§ WORK INSTRUCTIONS
Pull out every line in the entries that contains the word "salad", and copy each of those lines in full. Case counts when matching.

§ ENTRIES SUPPLIED
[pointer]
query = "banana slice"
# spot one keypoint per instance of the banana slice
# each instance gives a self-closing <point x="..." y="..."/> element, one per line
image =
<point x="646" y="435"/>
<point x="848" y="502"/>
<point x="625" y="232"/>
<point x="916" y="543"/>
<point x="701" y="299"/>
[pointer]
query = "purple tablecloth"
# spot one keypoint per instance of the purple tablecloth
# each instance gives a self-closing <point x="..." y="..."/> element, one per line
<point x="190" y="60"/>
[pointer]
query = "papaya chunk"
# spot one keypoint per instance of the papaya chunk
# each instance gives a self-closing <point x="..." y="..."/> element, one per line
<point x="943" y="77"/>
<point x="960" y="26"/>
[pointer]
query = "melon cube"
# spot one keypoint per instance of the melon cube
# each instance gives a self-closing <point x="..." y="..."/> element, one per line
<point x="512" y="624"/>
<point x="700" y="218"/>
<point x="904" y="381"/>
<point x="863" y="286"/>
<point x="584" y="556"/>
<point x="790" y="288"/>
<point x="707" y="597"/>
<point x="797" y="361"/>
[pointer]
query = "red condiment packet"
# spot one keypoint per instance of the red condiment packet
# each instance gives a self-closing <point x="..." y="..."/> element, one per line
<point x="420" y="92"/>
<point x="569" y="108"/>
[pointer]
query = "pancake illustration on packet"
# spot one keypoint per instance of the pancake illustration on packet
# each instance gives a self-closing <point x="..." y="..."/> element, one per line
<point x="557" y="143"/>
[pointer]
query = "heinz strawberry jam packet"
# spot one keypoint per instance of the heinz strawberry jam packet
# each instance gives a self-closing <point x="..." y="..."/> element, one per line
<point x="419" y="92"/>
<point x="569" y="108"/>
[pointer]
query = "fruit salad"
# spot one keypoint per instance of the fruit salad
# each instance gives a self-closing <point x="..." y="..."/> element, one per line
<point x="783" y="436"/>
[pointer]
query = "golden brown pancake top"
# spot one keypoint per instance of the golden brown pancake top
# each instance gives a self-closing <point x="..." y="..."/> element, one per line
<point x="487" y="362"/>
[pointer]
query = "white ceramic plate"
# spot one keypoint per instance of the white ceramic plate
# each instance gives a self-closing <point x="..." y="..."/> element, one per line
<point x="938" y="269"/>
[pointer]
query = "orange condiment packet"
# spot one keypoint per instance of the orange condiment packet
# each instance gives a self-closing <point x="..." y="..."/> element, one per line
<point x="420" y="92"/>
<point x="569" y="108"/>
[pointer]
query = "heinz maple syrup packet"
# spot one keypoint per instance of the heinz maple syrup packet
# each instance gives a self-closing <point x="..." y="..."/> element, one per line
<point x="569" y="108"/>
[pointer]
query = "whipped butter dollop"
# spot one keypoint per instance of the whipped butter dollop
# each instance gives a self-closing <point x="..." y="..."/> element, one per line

§ SOLUTION BELOW
query = "fruit salad"
# spot one keypoint per instance of the fruit salad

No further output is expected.